| Work order 1 |
According to the article about Bronwyn Clifton, how much is the Osler Epilepsy Scholarship worth?
| Work order 2 |
Rewrite the article about Bronwyn Clifton from "The tie that" to "a noted conservationist.", swapping "Harvard University" for "Yale University".

Document extract section start

By Deron Hamel
Bronwyn Clifton is gearing up to start classes in the concurrent education program at Queen’s University in September, an accomplishment she didn’t think was possible nine months ago after suffering her first tonic-clonic seizure. But Bronwyn has lived with epilepsy for 12 years and has always persevered, sometimes looking to others for inspiration, she says.
Bronwyn was diagnosed with absence seizure epilepsy in autumn 2006, shortly after starting Grade 1. Her mother had noticed Bronwyn was having seizures and took her to the Children’s Hospital of Eastern Ontario, where it was discovered she was having absence seizures. Absence seizures are characterized by brief lapses in consciousness.
At such a young age, Bronwyn says she didn’t understand how her condition would affect her life. Growing up, she says she found herself limited to the activities she could participate in with friends. Swimming in the deep end of pools or bicycling without supervision were out of the question, she says.
“I felt different, weird, excluded,” she recalls. “I felt like I was missing out on the happiness and fun my friends were experiencing.”
This is where Bronwyn says she can relate to what life must have been like for Theodore Roosevelt, who served as the 26th U.S. president. Roosevelt also had epilepsy. He went through childhood during the 1860s and 1870s, a time when people were “condemned by society” if they had a seizure disorder, Bronwyn says.
The tie that binds, Bronwyn says, is that she and Roosevelt “lived (their) lives trying not to acknowledge a barrier which we experienced daily.”
Roosevelt, she notes, had many accomplishments before becoming U.S. president. He was a graduate of Harvard University and Columbia Law School. He was also a noted conservationist.
In November 2017, Bronwyn suffered her first tonic-clonic seizure. After this seizure, Bronwyn was concerned about her future. She had wanted to go to Queen’s for many years and now didn’t think she would be able to make the move to Kingston from her home in Ottawa. But then she turned to Roosevelt for inspiration, and things changed.
“Roosevelt did not let his epilepsy stop him, and I will never let mine stop me,” she says.
Bronwyn is one of the recipients of this year’s Osler Epilepsy Scholarship. The $1,500 scholarship, formerly called the OBCL Epilepsy Scholarship, is being offered to five students this year.
Osler Epilepsy Scholarships are awarded each year to exceptional students who have confronted and overcome remarkable barriers in their academic and personal lives due to their epilepsy.
Applicants also submit a 600- to 900-word essay, about a famous person who has epilepsy and what that person’s life means to them.

Document extract section end
Entries shown section start

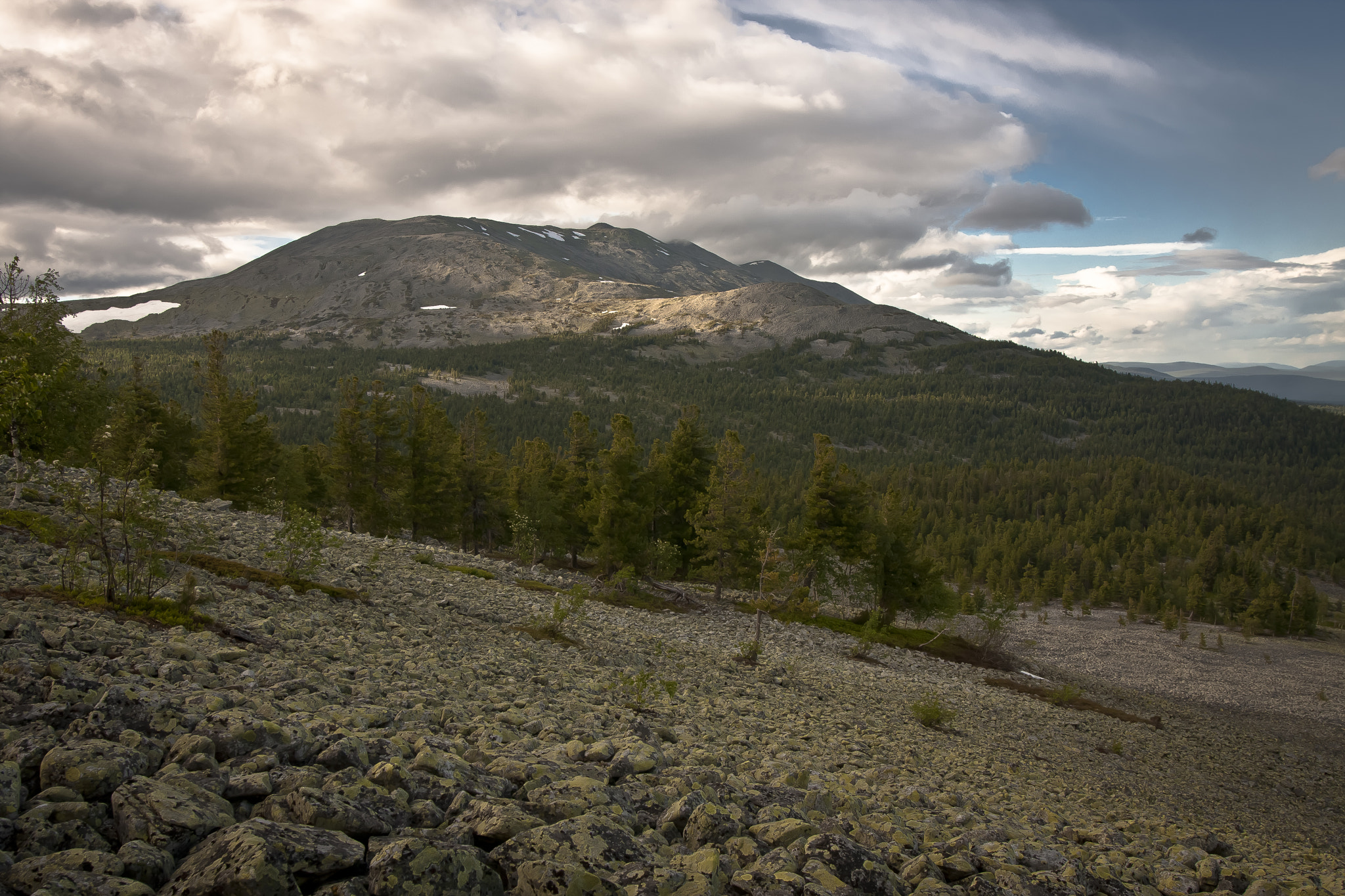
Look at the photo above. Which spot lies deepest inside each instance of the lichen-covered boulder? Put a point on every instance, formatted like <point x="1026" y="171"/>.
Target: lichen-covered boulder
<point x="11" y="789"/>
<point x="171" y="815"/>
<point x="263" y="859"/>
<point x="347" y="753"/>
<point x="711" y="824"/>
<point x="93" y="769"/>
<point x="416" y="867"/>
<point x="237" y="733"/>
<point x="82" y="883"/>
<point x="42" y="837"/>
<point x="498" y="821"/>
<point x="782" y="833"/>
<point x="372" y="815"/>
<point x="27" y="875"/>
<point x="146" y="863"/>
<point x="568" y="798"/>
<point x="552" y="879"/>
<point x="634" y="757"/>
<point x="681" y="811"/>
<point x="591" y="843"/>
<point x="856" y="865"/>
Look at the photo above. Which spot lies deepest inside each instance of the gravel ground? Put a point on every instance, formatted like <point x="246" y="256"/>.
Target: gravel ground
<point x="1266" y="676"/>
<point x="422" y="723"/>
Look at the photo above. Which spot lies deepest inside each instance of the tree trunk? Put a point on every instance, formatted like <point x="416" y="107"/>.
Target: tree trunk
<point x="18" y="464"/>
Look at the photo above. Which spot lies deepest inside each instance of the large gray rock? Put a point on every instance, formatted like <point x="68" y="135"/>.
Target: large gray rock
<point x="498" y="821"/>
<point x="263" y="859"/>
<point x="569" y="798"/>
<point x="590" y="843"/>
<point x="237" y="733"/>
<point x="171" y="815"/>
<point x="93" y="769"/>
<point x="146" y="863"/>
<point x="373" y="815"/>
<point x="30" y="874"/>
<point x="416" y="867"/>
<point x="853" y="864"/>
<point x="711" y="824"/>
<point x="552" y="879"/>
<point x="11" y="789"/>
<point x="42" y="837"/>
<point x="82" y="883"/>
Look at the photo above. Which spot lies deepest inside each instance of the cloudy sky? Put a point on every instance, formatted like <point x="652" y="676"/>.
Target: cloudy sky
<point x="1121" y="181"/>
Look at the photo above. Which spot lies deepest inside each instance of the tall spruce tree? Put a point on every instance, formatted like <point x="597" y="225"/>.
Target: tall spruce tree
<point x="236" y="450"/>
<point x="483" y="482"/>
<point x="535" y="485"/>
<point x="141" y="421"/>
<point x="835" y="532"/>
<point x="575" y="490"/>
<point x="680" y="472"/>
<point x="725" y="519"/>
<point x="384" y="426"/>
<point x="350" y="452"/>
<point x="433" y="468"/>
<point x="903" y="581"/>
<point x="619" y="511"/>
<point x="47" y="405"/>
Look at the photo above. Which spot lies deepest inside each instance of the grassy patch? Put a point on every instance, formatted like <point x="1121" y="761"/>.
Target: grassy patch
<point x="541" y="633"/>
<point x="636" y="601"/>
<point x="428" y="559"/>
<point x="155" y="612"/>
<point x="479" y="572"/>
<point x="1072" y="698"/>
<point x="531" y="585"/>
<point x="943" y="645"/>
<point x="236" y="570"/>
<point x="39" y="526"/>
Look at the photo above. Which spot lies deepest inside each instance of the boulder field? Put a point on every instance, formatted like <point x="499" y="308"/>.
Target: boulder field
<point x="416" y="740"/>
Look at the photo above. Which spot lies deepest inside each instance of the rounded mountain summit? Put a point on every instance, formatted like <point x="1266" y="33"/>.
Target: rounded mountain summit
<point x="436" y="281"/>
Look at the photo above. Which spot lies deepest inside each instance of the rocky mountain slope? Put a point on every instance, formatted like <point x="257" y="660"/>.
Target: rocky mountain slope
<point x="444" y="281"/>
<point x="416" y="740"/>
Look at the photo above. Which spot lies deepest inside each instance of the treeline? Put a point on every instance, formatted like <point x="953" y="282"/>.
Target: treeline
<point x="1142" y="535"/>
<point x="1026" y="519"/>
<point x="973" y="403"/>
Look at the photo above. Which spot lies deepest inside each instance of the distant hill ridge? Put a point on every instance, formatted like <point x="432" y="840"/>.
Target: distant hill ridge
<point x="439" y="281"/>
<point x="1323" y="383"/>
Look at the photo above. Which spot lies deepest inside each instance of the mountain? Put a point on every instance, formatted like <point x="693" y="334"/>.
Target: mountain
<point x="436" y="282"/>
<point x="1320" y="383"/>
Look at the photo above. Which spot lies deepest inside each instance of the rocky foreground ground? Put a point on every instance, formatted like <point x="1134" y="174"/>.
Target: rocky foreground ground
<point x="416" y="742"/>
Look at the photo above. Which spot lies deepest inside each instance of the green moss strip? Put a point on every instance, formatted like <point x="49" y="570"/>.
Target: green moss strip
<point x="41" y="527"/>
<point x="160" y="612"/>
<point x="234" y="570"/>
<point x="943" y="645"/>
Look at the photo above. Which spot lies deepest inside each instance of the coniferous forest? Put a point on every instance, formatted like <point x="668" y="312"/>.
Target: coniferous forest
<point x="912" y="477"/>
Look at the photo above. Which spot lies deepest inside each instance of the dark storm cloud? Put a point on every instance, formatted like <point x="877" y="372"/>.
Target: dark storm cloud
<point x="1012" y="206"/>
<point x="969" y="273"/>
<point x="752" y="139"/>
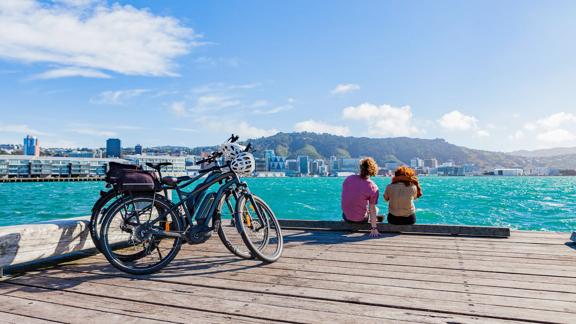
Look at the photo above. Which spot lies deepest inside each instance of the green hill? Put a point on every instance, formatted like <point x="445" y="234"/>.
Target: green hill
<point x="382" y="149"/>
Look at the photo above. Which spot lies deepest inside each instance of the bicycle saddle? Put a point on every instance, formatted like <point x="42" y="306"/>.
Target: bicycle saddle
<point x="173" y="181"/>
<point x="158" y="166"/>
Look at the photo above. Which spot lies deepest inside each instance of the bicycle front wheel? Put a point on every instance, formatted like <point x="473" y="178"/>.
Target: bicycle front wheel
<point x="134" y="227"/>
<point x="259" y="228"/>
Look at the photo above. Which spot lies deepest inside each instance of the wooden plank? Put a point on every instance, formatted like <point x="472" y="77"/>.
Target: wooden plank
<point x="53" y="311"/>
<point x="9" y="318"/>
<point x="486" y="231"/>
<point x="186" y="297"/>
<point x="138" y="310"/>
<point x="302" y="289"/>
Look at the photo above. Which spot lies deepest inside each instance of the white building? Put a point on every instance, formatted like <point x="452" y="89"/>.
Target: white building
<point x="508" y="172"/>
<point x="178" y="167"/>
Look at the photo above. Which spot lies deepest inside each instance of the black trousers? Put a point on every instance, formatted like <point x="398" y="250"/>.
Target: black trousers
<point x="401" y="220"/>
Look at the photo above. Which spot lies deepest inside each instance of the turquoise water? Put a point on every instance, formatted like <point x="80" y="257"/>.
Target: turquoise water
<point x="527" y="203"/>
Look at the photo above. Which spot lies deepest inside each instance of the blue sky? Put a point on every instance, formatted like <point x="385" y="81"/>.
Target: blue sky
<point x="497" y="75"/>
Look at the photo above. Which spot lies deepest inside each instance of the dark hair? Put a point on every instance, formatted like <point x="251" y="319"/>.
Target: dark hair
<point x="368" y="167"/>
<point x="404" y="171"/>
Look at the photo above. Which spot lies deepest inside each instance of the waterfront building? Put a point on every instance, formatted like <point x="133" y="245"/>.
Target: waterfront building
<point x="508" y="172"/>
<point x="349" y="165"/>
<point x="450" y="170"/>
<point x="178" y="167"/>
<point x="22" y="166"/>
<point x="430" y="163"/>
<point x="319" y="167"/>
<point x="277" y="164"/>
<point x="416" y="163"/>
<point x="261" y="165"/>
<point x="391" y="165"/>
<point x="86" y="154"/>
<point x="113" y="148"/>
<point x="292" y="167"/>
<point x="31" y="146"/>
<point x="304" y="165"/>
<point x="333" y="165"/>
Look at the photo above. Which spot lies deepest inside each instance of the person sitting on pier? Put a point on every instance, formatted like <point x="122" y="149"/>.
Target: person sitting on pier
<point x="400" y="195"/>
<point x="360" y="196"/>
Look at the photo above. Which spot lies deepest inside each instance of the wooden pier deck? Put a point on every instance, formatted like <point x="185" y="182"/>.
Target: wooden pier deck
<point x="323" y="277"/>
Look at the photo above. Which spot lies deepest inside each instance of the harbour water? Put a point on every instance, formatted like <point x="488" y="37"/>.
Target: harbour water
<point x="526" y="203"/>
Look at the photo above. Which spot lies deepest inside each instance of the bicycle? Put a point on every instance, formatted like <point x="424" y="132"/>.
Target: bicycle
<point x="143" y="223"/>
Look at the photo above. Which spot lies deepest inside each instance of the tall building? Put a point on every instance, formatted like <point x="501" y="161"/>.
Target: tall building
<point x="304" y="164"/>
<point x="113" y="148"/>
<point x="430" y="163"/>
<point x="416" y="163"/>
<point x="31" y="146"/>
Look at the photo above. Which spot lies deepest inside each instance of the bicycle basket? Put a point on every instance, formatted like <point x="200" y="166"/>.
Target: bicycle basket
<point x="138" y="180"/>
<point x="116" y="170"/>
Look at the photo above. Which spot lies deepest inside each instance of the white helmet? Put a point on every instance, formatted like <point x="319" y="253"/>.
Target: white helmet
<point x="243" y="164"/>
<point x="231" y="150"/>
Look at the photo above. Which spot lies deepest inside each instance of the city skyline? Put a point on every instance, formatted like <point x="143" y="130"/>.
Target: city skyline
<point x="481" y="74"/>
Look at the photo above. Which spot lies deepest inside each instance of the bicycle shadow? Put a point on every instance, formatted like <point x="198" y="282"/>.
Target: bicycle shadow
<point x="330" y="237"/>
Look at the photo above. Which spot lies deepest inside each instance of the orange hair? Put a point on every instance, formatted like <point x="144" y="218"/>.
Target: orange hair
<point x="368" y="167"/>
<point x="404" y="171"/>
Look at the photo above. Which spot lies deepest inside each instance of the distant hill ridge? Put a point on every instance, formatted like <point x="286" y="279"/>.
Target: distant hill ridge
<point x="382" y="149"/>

Entries shown section end

| Exercise answer 1 |
$1,500

| Exercise answer 2 |
The tie that binds, Bronwyn says, is that she and Roosevelt “lived (their) lives trying not to acknowledge a barrier which we experienced daily.”
Roosevelt, she notes, had many accomplishments before becoming U.S. president. He was a graduate of Yale University and Columbia Law School. He was also a noted conservationist.